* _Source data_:
• • • •
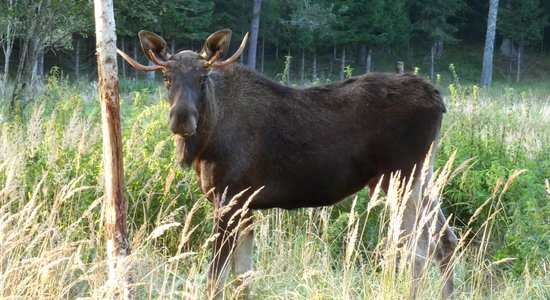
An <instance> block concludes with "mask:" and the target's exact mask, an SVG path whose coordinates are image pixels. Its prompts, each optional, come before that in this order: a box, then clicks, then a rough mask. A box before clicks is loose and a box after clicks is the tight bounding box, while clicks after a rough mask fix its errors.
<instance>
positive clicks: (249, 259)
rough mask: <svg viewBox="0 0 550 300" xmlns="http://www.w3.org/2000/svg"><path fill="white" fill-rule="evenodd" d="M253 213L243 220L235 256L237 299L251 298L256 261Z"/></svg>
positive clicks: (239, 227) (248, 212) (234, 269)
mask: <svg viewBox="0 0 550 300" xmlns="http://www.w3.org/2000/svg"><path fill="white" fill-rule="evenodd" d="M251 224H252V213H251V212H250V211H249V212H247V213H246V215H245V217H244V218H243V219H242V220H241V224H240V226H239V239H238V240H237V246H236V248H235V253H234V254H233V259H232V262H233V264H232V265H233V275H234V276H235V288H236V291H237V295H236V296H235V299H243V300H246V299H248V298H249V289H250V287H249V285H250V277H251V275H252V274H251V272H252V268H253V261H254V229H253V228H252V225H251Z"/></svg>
• • • •
* _WHAT TO WORK ON_: Transcribe, word for word, every line from the one containing "positive clicks: (249, 259)" through the final line of the entries, and nothing else.

* _WORKED SOLUTION_:
positive clicks: (249, 259)
rough mask: <svg viewBox="0 0 550 300" xmlns="http://www.w3.org/2000/svg"><path fill="white" fill-rule="evenodd" d="M253 213L243 220L235 256L237 299L251 298L256 261Z"/></svg>
positive clicks: (239, 227) (248, 212) (234, 269)
mask: <svg viewBox="0 0 550 300" xmlns="http://www.w3.org/2000/svg"><path fill="white" fill-rule="evenodd" d="M251 224H252V213H251V212H250V211H249V212H247V213H246V215H245V217H244V218H243V219H242V220H241V224H240V226H239V239H238V240H237V246H236V248H235V253H234V254H233V259H232V262H233V264H232V265H233V275H234V276H235V288H236V291H237V295H236V296H235V299H243V300H246V299H248V298H249V289H250V287H249V285H250V277H251V275H252V274H251V272H252V268H253V261H254V229H253V228H252V225H251Z"/></svg>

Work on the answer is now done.